-- BEGIN Page text --
### NLP packages nltk & spacy
Here, we are importing spacy, specifically the 'en_core_web_sm' module as 'nlp', which has a pipeline of functionality
1. tokenization
2. tagging
3. parsing
4. named entity recognition

In [4]:
import spacy

# Small web language library for spacy
nlp = spacy.load('en_core_web_sm')

In [5]:
doc = nlp(u'Tesla is looking at buying U.S. startup for $6 million')

##### Tokenization - the first first in processing is to split text into tokens (words and punctuation)

##### Part-of-speech tagging (POS) - each token is processed as a pos such as 'PROPN' for proper noun, VERB, or ADP

##### Dependencies - each token is also processed according to its relevance in the sentence such as 'nsubj' for nominal subject
https://spacy.io/api/dependencyparser

In [10]:
# POS = part of speech (saved as an int corresponding to pos_)
for token in doc:
    print(token.text, token.pos, token.pos_, token.dep_)

Tesla 96 PROPN nsubj
is 87 AUX aux
looking 100 VERB ROOT
at 85 ADP prep
buying 100 VERB pcomp
U.S. 96 PROPN compound
startup 92 NOUN dobj
for 85 ADP prep
$ 99 SYM quantmod
6 93 NUM compound
million 93 NUM pobj


In [12]:
# What does nlp() do to the text?
-- END Page text --
- **Written request A**:
Turn the picture shape labeling listing, from the line with "Segment every instance of the concrete" through the end of the listing, into a two-column CSV with columns "input" and "output". Make one row per text and its response, with each field quoted, line breaks turned into spaces, and the pictures left out.
-- BEGIN Record extracts --
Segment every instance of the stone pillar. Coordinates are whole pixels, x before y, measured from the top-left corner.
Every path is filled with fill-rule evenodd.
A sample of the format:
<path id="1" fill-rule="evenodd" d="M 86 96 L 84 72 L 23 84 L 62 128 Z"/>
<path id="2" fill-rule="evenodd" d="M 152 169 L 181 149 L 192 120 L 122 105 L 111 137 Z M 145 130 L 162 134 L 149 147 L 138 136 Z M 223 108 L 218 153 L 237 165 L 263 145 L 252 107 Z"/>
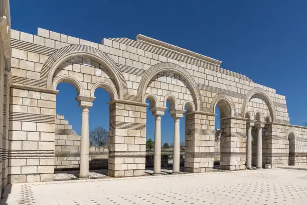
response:
<path id="1" fill-rule="evenodd" d="M 79 95 L 76 99 L 79 101 L 79 106 L 82 112 L 81 120 L 81 136 L 80 159 L 79 178 L 89 178 L 89 109 L 93 106 L 92 101 L 95 98 Z"/>
<path id="2" fill-rule="evenodd" d="M 180 168 L 180 132 L 179 130 L 180 119 L 183 117 L 185 111 L 172 110 L 169 111 L 174 119 L 174 150 L 173 154 L 173 173 L 179 173 Z"/>
<path id="3" fill-rule="evenodd" d="M 257 125 L 257 169 L 262 168 L 262 128 L 264 125 Z"/>
<path id="4" fill-rule="evenodd" d="M 252 123 L 247 124 L 247 146 L 246 148 L 246 168 L 252 169 L 252 128 L 254 125 Z"/>
<path id="5" fill-rule="evenodd" d="M 221 118 L 221 169 L 245 168 L 246 119 L 239 117 Z"/>
<path id="6" fill-rule="evenodd" d="M 180 169 L 180 118 L 175 117 L 174 129 L 174 150 L 173 154 L 173 173 L 178 174 Z"/>
<path id="7" fill-rule="evenodd" d="M 214 158 L 215 114 L 193 112 L 186 114 L 185 171 L 212 171 Z"/>
<path id="8" fill-rule="evenodd" d="M 155 155 L 154 157 L 154 174 L 161 173 L 161 116 L 167 108 L 153 107 L 150 108 L 152 115 L 156 118 L 155 127 Z"/>

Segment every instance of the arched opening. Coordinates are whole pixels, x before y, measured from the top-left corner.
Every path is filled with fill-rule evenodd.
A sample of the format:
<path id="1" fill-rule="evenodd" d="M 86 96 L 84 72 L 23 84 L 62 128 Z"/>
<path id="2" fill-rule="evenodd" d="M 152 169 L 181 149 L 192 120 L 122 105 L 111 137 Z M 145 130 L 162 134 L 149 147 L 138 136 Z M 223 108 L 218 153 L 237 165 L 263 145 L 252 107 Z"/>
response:
<path id="1" fill-rule="evenodd" d="M 56 98 L 54 180 L 77 178 L 80 166 L 81 112 L 75 98 L 80 90 L 69 82 L 60 81 L 55 86 L 59 92 Z"/>
<path id="2" fill-rule="evenodd" d="M 295 165 L 295 140 L 293 133 L 290 132 L 288 135 L 288 141 L 289 143 L 289 156 L 288 165 L 289 166 L 294 166 Z"/>
<path id="3" fill-rule="evenodd" d="M 89 169 L 91 175 L 99 177 L 108 175 L 110 102 L 113 93 L 98 86 L 93 90 L 93 106 L 89 113 Z"/>
<path id="4" fill-rule="evenodd" d="M 214 169 L 229 169 L 230 164 L 231 135 L 229 131 L 232 108 L 228 100 L 221 98 L 214 107 L 215 116 L 214 132 Z"/>

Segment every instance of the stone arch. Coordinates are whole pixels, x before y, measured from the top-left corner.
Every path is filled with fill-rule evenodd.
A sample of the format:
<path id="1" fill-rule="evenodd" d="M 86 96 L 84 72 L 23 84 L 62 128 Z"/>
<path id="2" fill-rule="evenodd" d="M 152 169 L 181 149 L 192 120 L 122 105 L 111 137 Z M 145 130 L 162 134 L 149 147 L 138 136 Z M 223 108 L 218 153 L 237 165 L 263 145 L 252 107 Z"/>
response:
<path id="1" fill-rule="evenodd" d="M 192 91 L 192 94 L 196 105 L 196 110 L 201 111 L 203 110 L 200 91 L 193 77 L 184 68 L 177 64 L 169 62 L 157 63 L 151 66 L 145 72 L 139 82 L 137 88 L 136 96 L 140 101 L 144 100 L 146 89 L 150 80 L 155 75 L 162 72 L 172 72 L 180 75 L 186 80 L 189 88 Z M 144 102 L 144 101 L 142 101 L 142 102 Z"/>
<path id="2" fill-rule="evenodd" d="M 182 110 L 185 110 L 185 107 L 187 107 L 187 112 L 195 111 L 195 105 L 193 102 L 190 100 L 185 100 L 182 104 Z"/>
<path id="3" fill-rule="evenodd" d="M 81 83 L 74 77 L 68 75 L 62 75 L 56 77 L 52 82 L 52 89 L 56 90 L 57 86 L 61 82 L 68 82 L 71 84 L 77 90 L 78 95 L 84 95 L 84 89 Z"/>
<path id="4" fill-rule="evenodd" d="M 144 101 L 146 101 L 146 99 L 148 99 L 150 102 L 150 108 L 159 106 L 158 104 L 159 101 L 157 96 L 154 94 L 147 93 L 145 94 L 144 97 Z"/>
<path id="5" fill-rule="evenodd" d="M 98 82 L 93 85 L 91 89 L 91 97 L 95 97 L 95 91 L 98 88 L 104 89 L 108 92 L 111 100 L 118 99 L 116 89 L 110 83 L 104 81 Z"/>
<path id="6" fill-rule="evenodd" d="M 229 107 L 226 108 L 229 110 L 229 116 L 228 117 L 233 117 L 234 109 L 235 109 L 235 104 L 233 102 L 233 100 L 228 95 L 224 92 L 221 92 L 218 94 L 215 95 L 215 96 L 212 98 L 211 100 L 211 104 L 210 104 L 210 111 L 212 113 L 215 113 L 215 107 L 217 105 L 219 106 L 219 104 L 220 102 L 226 102 L 226 105 L 228 104 Z M 222 105 L 220 104 L 220 106 Z M 220 106 L 219 106 L 219 108 L 220 110 L 221 108 Z M 222 111 L 221 111 L 222 112 Z M 224 116 L 225 117 L 225 116 Z"/>
<path id="7" fill-rule="evenodd" d="M 115 61 L 102 51 L 85 45 L 65 46 L 51 55 L 41 71 L 41 84 L 47 88 L 51 89 L 53 78 L 59 66 L 70 59 L 78 57 L 87 57 L 105 66 L 111 73 L 118 86 L 118 98 L 120 99 L 128 98 L 126 81 Z"/>
<path id="8" fill-rule="evenodd" d="M 266 100 L 266 102 L 267 103 L 267 106 L 269 108 L 269 110 L 270 111 L 270 114 L 271 115 L 271 119 L 272 122 L 275 122 L 276 120 L 276 112 L 275 111 L 275 108 L 274 107 L 274 104 L 273 103 L 273 101 L 271 99 L 270 97 L 264 90 L 263 89 L 261 89 L 259 87 L 256 87 L 255 88 L 253 88 L 251 90 L 249 90 L 249 91 L 246 94 L 245 98 L 243 101 L 243 103 L 242 105 L 242 112 L 241 115 L 242 116 L 244 116 L 245 114 L 245 110 L 246 108 L 246 106 L 247 106 L 247 103 L 250 99 L 250 98 L 254 96 L 255 94 L 259 94 L 259 95 L 262 96 Z"/>
<path id="9" fill-rule="evenodd" d="M 174 95 L 172 94 L 167 94 L 164 97 L 164 106 L 167 107 L 167 101 L 169 100 L 170 102 L 170 110 L 177 110 L 178 108 L 178 102 L 177 98 Z"/>

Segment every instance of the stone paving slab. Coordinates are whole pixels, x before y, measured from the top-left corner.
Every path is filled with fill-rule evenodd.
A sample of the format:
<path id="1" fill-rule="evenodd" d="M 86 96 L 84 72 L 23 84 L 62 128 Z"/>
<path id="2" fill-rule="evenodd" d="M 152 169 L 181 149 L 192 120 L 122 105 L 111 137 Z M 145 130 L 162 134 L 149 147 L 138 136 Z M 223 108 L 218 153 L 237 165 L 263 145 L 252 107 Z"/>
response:
<path id="1" fill-rule="evenodd" d="M 307 164 L 295 166 L 284 166 L 278 167 L 278 168 L 281 169 L 296 169 L 297 170 L 307 171 Z"/>
<path id="2" fill-rule="evenodd" d="M 307 172 L 271 169 L 19 183 L 9 187 L 5 197 L 1 205 L 305 205 Z"/>

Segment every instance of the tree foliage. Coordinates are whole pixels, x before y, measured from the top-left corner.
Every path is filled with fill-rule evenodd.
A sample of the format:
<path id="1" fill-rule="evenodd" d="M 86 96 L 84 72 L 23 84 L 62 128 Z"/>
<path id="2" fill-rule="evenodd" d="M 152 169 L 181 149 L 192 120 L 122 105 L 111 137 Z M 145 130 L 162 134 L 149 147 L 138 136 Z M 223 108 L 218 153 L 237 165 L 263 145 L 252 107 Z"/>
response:
<path id="1" fill-rule="evenodd" d="M 167 142 L 164 143 L 164 144 L 163 145 L 163 148 L 164 149 L 169 149 L 170 148 L 170 145 L 169 145 L 169 143 L 168 143 Z"/>
<path id="2" fill-rule="evenodd" d="M 154 142 L 150 138 L 146 141 L 146 149 L 151 150 L 154 148 Z"/>
<path id="3" fill-rule="evenodd" d="M 109 132 L 102 127 L 97 127 L 89 132 L 89 140 L 93 146 L 106 146 L 108 139 Z"/>

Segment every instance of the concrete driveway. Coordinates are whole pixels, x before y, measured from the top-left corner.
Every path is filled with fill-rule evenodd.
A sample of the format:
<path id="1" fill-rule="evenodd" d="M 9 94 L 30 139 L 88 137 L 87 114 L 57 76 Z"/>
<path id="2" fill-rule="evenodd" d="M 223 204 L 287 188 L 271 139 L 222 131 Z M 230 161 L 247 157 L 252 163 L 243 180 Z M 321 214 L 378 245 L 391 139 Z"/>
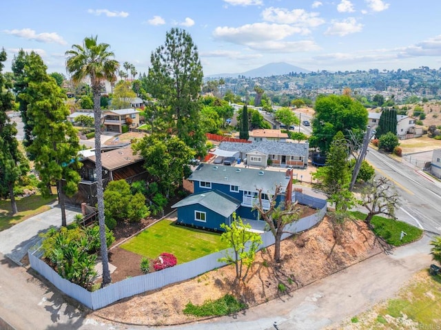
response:
<path id="1" fill-rule="evenodd" d="M 75 215 L 81 213 L 79 208 L 66 207 L 68 223 L 75 219 Z M 0 252 L 18 265 L 28 253 L 28 250 L 41 240 L 39 234 L 45 232 L 50 227 L 61 227 L 61 209 L 58 202 L 51 205 L 51 209 L 45 212 L 18 223 L 8 229 L 0 231 Z"/>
-- END Record extracts --
- **Written request B**:
Rewrite the NLP notebook text from "### NLP packages" to "nlp = spacy.load('en_core_web_sm')", changing "spacy" to "spaCy".

- **Solution A**:
input,output
"Segment every instance of the concrete driveway. Coordinates are whole pixels, x before y, measured from the top-left corner. Every path is filled with fill-rule evenodd. A sample of the format: <path id=""1"" fill-rule=""evenodd"" d=""M 9 94 L 30 139 L 88 137 L 87 114 L 57 76 Z""/> <path id=""2"" fill-rule=""evenodd"" d=""M 223 204 L 287 188 L 271 139 L 222 131 Z M 230 161 L 247 157 L 252 163 L 243 180 Z M 321 214 L 378 245 L 391 139 Z""/> response:","<path id=""1"" fill-rule=""evenodd"" d=""M 75 215 L 81 213 L 79 208 L 66 207 L 68 223 L 75 219 Z M 0 252 L 18 265 L 28 253 L 28 250 L 41 240 L 39 234 L 45 232 L 50 227 L 61 227 L 61 209 L 58 202 L 51 205 L 51 209 L 45 212 L 18 223 L 8 229 L 0 231 Z""/>"

- **Solution B**:
### NLP packages nltk & spaCy
Here, we are importing spaCy, specifically the 'en_core_web_sm' module as 'nlp', which has a pipeline of functionality
1. tokenization
2. tagging
3. parsing
4. named entity recognition

In [4]:
import spaCy

# Small web language library for spaCy
nlp = spaCy.load('en_core_web_sm')